→ **WHAT THIS TASK INVOLVES**: Render every line of the items below as a JSON list of strings, one string per line, with blank lines and the picture left out.

═════ PROVIDED RECORDS

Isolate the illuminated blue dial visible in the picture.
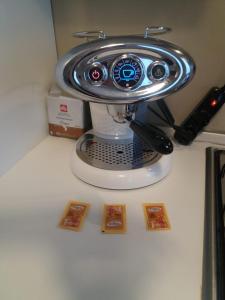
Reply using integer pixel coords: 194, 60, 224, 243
112, 56, 142, 89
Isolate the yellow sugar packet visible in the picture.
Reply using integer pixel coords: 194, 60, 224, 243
102, 204, 127, 233
59, 201, 90, 231
143, 203, 171, 231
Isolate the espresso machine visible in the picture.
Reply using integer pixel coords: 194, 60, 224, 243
56, 26, 195, 189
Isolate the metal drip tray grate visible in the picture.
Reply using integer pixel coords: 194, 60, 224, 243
76, 134, 161, 170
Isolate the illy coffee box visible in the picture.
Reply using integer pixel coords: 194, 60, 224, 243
47, 86, 91, 139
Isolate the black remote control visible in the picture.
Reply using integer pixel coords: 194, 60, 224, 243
174, 86, 225, 145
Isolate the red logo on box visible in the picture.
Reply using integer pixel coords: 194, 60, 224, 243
60, 104, 68, 112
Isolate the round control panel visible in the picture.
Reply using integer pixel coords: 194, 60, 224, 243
111, 55, 143, 90
147, 61, 169, 81
87, 63, 107, 85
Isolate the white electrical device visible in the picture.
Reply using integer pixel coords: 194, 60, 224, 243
56, 27, 195, 189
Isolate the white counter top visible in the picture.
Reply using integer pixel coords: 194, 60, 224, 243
0, 137, 209, 300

══════════

→ **EXERCISE RESULT**:
[
  "Isolate the illuminated blue dial visible in the picture.",
  "Reply using integer pixel coords: 194, 60, 224, 243",
  "112, 56, 142, 89",
  "Isolate the yellow sugar packet visible in the picture.",
  "Reply using integer pixel coords: 194, 60, 224, 243",
  "102, 204, 127, 233",
  "59, 201, 90, 231",
  "143, 203, 171, 231",
  "Isolate the espresso machine visible in the picture.",
  "Reply using integer pixel coords: 194, 60, 224, 243",
  "56, 26, 195, 189",
  "Isolate the metal drip tray grate visible in the picture.",
  "Reply using integer pixel coords: 194, 60, 224, 243",
  "76, 134, 161, 170",
  "Isolate the illy coffee box visible in the picture.",
  "Reply using integer pixel coords: 194, 60, 224, 243",
  "47, 86, 91, 139",
  "Isolate the black remote control visible in the picture.",
  "Reply using integer pixel coords: 194, 60, 224, 243",
  "174, 86, 225, 145",
  "Isolate the red logo on box visible in the picture.",
  "Reply using integer pixel coords: 194, 60, 224, 243",
  "60, 104, 68, 112",
  "Isolate the round control panel visible in the picture.",
  "Reply using integer pixel coords: 194, 60, 224, 243",
  "111, 55, 143, 90",
  "147, 61, 169, 81",
  "87, 63, 107, 85",
  "Isolate the white electrical device visible in the picture.",
  "Reply using integer pixel coords: 194, 60, 224, 243",
  "56, 27, 195, 189",
  "Isolate the white counter top visible in the picture.",
  "Reply using integer pixel coords: 194, 60, 224, 243",
  "0, 137, 209, 300"
]